### Things to do:
**1.** Please list every named baked good mentioned in the post about discounted buns.
**2.** Carry on writing the post about discounted buns from the point where it stops.

### Source passage:
Bun Fun.

As you regular Ogglers know by now, one of my favourite activities of a weekday evening is to peruse the discounted bakery shelves at Waitrose. It doesn’t always work out for the best – that crazy Sugar Mouse Biscuit being an excellent case in point – but when everything’s under twenty pence, you can’t go too far wrong.

Just the other day, the Man and I spotted some discounted buns of various shapes and sizes, most of which were new to our local store. Intrigued – and game for some Bun Fun – we bought three to try them out.

Would any of them be as delicious as Cinnabon? Only one way to find out…

No. 1. The Knot Cross Bun:

Hot or Knot?

Mwahahaha – see what they did there? Knot Cross? Not Hot Cross?

Seriously though, I know I sound like I’m taking the piss but I promise you I’m [k]not. I love a good pun (not just a good bun), and this is, indeed, a Hot Cross Bun that has been stretched and knotted before baking. Frankly, as I’m sure you’ll agree, to call it anything else would have just been absurd.

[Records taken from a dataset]
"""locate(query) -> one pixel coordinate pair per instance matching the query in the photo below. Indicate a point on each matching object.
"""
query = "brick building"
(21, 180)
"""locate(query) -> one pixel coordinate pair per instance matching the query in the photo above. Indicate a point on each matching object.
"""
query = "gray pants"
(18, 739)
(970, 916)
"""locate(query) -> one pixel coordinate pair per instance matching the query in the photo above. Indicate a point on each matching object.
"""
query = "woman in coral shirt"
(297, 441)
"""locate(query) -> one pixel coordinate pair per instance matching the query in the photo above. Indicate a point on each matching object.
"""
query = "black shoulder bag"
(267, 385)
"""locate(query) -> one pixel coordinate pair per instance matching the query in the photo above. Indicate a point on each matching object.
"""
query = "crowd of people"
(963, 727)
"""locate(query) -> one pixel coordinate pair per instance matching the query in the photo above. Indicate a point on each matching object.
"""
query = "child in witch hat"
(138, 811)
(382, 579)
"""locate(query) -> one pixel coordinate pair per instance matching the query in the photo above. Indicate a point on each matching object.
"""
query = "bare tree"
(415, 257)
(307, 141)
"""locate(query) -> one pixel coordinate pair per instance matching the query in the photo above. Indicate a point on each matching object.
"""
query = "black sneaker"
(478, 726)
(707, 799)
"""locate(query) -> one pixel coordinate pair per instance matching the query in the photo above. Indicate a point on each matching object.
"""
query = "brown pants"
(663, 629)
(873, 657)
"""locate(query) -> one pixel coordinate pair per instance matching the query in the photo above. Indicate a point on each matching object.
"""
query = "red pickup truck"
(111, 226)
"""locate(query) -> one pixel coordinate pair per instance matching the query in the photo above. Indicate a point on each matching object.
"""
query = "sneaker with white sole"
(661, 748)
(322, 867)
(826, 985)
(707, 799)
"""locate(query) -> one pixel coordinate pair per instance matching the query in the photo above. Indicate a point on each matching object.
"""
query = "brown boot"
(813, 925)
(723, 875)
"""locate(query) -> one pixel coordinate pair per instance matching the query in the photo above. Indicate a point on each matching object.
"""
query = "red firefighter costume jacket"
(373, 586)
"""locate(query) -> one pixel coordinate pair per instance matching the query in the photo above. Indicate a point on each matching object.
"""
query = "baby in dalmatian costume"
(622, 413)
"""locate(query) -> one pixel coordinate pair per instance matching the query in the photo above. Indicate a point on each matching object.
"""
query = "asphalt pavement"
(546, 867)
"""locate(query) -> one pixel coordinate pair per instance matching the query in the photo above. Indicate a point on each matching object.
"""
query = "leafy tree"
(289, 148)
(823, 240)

### Per-task answers:
**1.** Sugar Mouse Biscuit, Cinnabon, Knot Cross Bun, Hot Cross Bun

**2.**
So: does a knotted Hot Cross Bun taste any different from a normal one?

Er… no.

It might be fun for kiddies and rope-obsessed sailors, but if you’re expecting anything magical here you might be disappointed.

Then again, as Hot Cross Buns go it’s quite a nice one: doughy, packed with dried fruit, and beautiful after a few seconds warmed in the microwave.

Verdict: pleasant enough, but nothing special. 3/5

No. 2. The Chelsea Bun:

What’s that? No picture?

OK, Ogglers. I’ll come clean: I ate it before the camera came out. Sorry!

I do love a Chelsea Bun, you see, and this was rather good (perhaps even, dare I say it, slightly tastier than the Fitzbillies version…).

My other excuse for not having a photo is that I thought you all probably knew what a Chelsea Bun looked like by now (if not, you can see it on this Waitrose page of buns).

Anyway, as the speed of its disappearance might imply, I thought it was very tasty. Not as good as Cinnabon (or Mimi’s home-made Cinnabon substitutes), but excellent given its normal R.R.P. of 89p (a fraction of the price – and calories – of its weighty American counterparts).

The Waitrose Chelsea Bun was soft, the currants nice and juicy, and the cinnamon strong to taste. Of course, it could have been much gooier for my liking (isn’t that always the way?) but then it wouldn’t have been quite so English (i.e. true to its Waitrose roots).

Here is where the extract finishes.